## Goal:
Lay out every one of the following items as a JSON list of strings, one string per line, leaving out any blank lines.

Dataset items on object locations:

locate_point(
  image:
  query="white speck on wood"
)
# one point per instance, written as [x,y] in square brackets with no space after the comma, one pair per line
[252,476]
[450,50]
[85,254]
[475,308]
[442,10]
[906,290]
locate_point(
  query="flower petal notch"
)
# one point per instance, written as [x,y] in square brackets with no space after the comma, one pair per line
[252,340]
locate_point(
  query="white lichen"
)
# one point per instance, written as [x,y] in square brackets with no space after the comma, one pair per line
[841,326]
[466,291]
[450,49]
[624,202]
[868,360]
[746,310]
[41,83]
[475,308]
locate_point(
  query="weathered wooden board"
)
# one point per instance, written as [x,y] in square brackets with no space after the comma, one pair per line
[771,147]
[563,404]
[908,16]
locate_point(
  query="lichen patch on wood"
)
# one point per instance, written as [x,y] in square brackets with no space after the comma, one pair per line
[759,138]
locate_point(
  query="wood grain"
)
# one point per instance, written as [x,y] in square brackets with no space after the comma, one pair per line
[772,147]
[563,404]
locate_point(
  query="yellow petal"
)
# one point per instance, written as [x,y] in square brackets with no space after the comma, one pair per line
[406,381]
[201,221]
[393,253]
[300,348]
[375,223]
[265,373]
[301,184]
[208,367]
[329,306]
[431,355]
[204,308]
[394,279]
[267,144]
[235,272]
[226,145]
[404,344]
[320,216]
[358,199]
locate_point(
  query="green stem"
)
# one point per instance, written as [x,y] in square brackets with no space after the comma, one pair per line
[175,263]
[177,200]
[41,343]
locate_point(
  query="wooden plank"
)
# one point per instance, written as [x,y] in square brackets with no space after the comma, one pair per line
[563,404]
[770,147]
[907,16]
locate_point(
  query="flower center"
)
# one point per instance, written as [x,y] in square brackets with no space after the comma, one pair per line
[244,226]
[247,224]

## Expected answer:
[
  "locate_point(",
  "  image:",
  "  query=\"white speck on wood\"",
  ")",
  "# one point per instance, written as [x,y] in square brackets with no space after the comma, one pair per line",
  "[252,476]",
  "[450,50]",
  "[85,254]",
  "[475,308]",
  "[442,10]",
  "[906,290]",
  "locate_point(",
  "  query=\"flower petal notch\"",
  ")",
  "# one point per instance, written as [x,y] in square brackets with no space after the comma, one pair per line",
  "[252,340]",
  "locate_point(",
  "  query=\"white lichen\"",
  ")",
  "# one point per instance, written as [x,y] in square brackets with no space after the comma, one pair per line",
  "[841,326]",
  "[466,291]",
  "[450,49]",
  "[624,202]",
  "[868,360]",
  "[746,310]",
  "[41,83]",
  "[475,308]",
  "locate_point(",
  "  query=\"weathered wooden board\"",
  ")",
  "# one point per instance, written as [x,y] in square brackets with no space after the comma, one pair per line",
  "[771,147]",
  "[563,404]",
  "[908,16]",
  "locate_point(",
  "  query=\"lichen patch on wood\"",
  ")",
  "# one point per instance, written as [x,y] in square brackets with no space after the comma, one pair per line",
  "[759,138]",
  "locate_point(",
  "  query=\"wood grain\"",
  ")",
  "# one point per instance, written as [x,y] in square brackets with no space after the comma, one pair per line",
  "[772,147]",
  "[563,404]",
  "locate_point(",
  "  query=\"yellow petal\"",
  ")",
  "# one point per instance, written as [x,y] in square brackets with no space after the comma, one pair per line",
  "[406,381]",
  "[201,221]",
  "[393,253]",
  "[300,348]",
  "[375,223]",
  "[265,373]",
  "[301,184]",
  "[208,367]",
  "[329,306]",
  "[431,355]",
  "[204,308]",
  "[394,279]",
  "[267,144]",
  "[235,272]",
  "[226,145]",
  "[404,344]",
  "[320,216]",
  "[358,199]",
  "locate_point(",
  "  query=\"green stem\"",
  ")",
  "# one point per instance, written as [x,y] in square brackets with no space after the comma, one pair per line",
  "[175,263]",
  "[177,200]",
  "[41,343]",
  "locate_point(",
  "  query=\"wooden plank\"",
  ")",
  "# one point per instance, written as [x,y] in square brackets with no space after the comma, one pair per line",
  "[563,404]",
  "[770,147]",
  "[907,16]",
  "locate_point(",
  "  query=\"flower center\"",
  ")",
  "# one point per instance, written as [x,y] in square brackets with no space after the comma, one pair per line",
  "[244,226]",
  "[247,224]"
]